*Provided text*:
=== Begin Enclosure ===
The town hall for the town of Pines was one of seven locations where elevated levels of arsenic were found through soil samples in this 2015 file photo. (Post-Tribune staff photo)

The organization “was founded with the mission of ensuring the removal of these exemptions that made our struggle for clean air and water invisible to the law,” she said.

NIPSCO spokeswoman Tara McElmurry said the utility has excavated coal ash ponds at the Michigan City plant and filled them with clean soil.

But Just Transition NWI contends that, before those ponds were built, coal ash was dumped into and mixed with the sand and soil at the plant, and that it potentially endangers the adjacent Lake Michigan.

Stan Kozlowski, owner of Joe’s Bar and Grill with his wife Renee, was interviewed in this 2015 file photo about NIPSCO’s plans to remove arsenic-tainted soil in the seven locations where it was found in the town of Pines. The EPA recently announced new rules to cleanup coal ash at sites like the one in the Town of Pines. (Post-Tribune staff photo)

The first Michigan City generating station was built decades before environmental regulations or the EPA existed.

“Two million tons (of coal ash) are sitting on Lake Michigan, held onto the shoreline by an aging, corroded steel wall,” said Susan Thomas, Just Transition NWI’s legislative and policy director and press secretary. “We continue to call this a ticking time bomb. I think this needs to be addressed immediately.”

McElmurry said NIPSCO is reviewing the new EPA rule “to determine all potential impacts to NIPSCO. We are committed to complying with all federal and state regulations.”

Javonte Anderson / Post-Tribune

The now-demolished Dean Mitchell Electic Generating Station in Buffington Harbor in Gary, pictured in this 2016 file photo, is one of several sites impacted by an EPA rule guiding coal ash. (Post-Tribune staff photo)

The new rule also covers coal ash at six former generating stations in Indiana, including two in Northwest Indiana.

NIPSCO built the Mitchell generating station in 1955, took it off-line in 2001, and began demolishing it in 2016. The land sits off Clark Road north of Gary/Chicago International Airport and has three coal ash sites.

The State Line Generating Facility, just east of the Illinois border along the Hammond lakefront, was owned by Southern Co. and provided electricity to Illinois’ Commonwealth Edison before it was closed in 2012. The former generating station is now occupied by Digital Crossroad, a data center.
=== End Enclosure ===
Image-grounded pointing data
=== Begin Enclosure ===
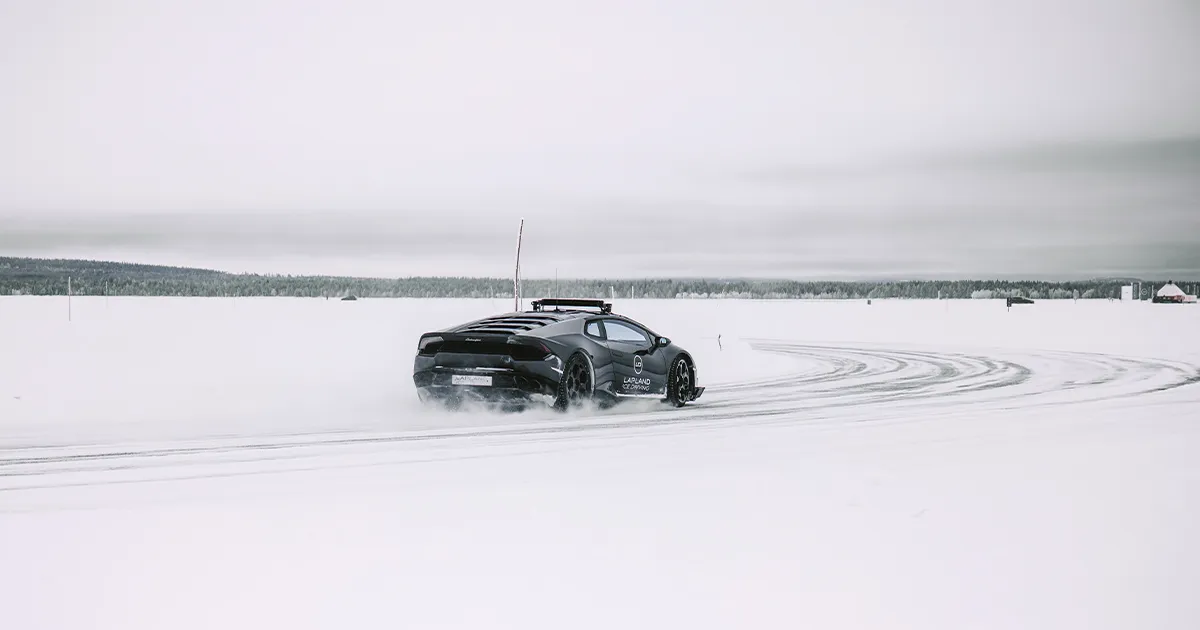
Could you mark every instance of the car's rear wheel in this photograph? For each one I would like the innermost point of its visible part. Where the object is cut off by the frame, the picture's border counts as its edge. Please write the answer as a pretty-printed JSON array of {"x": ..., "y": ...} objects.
[
  {"x": 577, "y": 384},
  {"x": 681, "y": 382}
]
=== End Enclosure ===
Reproduce word for word the stretch of the coal ash article above that opens with the words containing "But Just Transition" and closes with "Pines. (Post-Tribune staff photo)".

But Just Transition NWI contends that, before those ponds were built, coal ash was dumped into and mixed with the sand and soil at the plant, and that it potentially endangers the adjacent Lake Michigan.

Stan Kozlowski, owner of Joe’s Bar and Grill with his wife Renee, was interviewed in this 2015 file photo about NIPSCO’s plans to remove arsenic-tainted soil in the seven locations where it was found in the town of Pines. The EPA recently announced new rules to cleanup coal ash at sites like the one in the Town of Pines. (Post-Tribune staff photo)